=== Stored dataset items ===
::::::::::

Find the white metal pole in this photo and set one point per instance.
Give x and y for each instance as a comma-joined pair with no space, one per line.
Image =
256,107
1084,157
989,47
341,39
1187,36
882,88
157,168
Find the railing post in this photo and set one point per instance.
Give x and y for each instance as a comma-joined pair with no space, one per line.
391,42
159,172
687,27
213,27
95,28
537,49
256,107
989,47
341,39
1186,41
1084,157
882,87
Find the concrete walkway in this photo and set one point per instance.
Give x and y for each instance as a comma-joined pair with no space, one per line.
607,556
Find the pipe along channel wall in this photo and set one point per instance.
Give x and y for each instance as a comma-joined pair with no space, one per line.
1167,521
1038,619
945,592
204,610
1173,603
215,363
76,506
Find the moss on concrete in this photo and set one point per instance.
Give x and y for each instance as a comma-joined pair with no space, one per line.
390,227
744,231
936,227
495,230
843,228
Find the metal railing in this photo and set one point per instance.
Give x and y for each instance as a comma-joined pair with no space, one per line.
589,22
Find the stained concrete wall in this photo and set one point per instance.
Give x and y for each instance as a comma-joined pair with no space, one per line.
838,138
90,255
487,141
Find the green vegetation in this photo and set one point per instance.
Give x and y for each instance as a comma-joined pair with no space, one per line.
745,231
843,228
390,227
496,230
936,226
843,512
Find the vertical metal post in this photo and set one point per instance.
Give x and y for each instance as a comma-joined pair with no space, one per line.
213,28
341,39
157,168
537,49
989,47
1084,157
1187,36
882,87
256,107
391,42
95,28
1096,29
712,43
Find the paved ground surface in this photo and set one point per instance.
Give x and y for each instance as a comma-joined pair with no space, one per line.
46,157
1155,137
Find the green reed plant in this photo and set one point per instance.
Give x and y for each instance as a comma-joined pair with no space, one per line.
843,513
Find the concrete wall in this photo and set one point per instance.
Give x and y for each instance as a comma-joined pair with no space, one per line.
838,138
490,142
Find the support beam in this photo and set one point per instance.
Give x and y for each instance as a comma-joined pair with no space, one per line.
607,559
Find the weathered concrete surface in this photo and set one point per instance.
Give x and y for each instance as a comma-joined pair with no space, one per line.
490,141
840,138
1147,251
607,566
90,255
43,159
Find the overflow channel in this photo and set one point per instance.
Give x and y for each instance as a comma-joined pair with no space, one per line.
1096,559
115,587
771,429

::::::::::

=== PROBLEM TO SOLVE ===
Extract every line of all the entries above and reproduce each one without any change.

=== COMPLETED TASK ===
Find the white metal pole in this photo and set one point per instance.
Give x and y for each instance as a comma-joined pair with no space, one per line.
Image =
256,107
1084,157
989,47
341,39
1187,36
882,88
157,168
Find the railing post in this photo and set one point per instance.
Give x and y for each instance as a comma-joined pair with no space, one per line.
391,42
159,172
687,27
213,27
95,28
537,49
256,107
989,47
341,39
1186,41
1084,157
882,87
Find the concrete walkway in this photo and set one point per instance.
Give x and y for each instance as a comma-joined pair with no space, one per line.
607,556
Find the pipe along channel wall in this photo and set one point per instance.
Give x and y for each instance as a comma-joined pair with no space, one per line.
1167,521
1038,619
945,592
204,610
1173,603
215,363
76,506
Find the moss on concrete in this photo and set one point per instance.
Give x and y for each instance as a comma-joined pair with no space, one per line.
390,227
744,231
936,227
495,230
843,228
Find the metal railing in this photo and set one point per instance.
Give x and y for each instance as a comma-joined pair with no space, one per line.
589,22
Find the stained concrete wall in this photo and set one point per instance.
Give x and y for each instance as a comma-joined pair with no space, one per line.
838,138
90,255
487,141
Find the green vegetation in this photo and set one point per instance.
Give x and y for each instance as a comma-joined pair with no space, one per line.
745,231
843,228
390,227
496,230
936,226
843,512
Find the vertical metal post in this photo and set one point per instance.
Give x and y for each instance as a comma-joined pair with no space, one per line.
213,28
341,39
157,168
537,49
989,47
1084,157
1187,36
882,87
256,107
391,42
95,28
1096,29
712,43
Find the paved ground surface in this photo and set one point per instance.
Give x and y for each instance as a comma-joined pair with no space, one per line.
46,157
1155,137
Find the green reed plant in this photo and set one point per instance.
Give x and y for each instance as a comma-joined pair with no space, one per line.
843,513
Find the concrete wall in this photo and set one point per instance.
Give x and y for each instance as a comma-joined pair with no space, one per line.
838,138
490,142
Find the support beam in this photo and set one point per instance.
Give x and y for each instance as a comma-joined pair with no space, one per line.
607,559
Find the weathered concrete surface in this photo and set one point per instance.
Give x and y for each instance as a comma-joined pair with no space, one per line.
490,141
840,138
1147,251
607,566
90,255
43,159
Find the overflow channel in this photo and set one point per instance.
Give x and y for each instance as a comma-joined pair with no space, one per line.
1096,559
115,587
771,429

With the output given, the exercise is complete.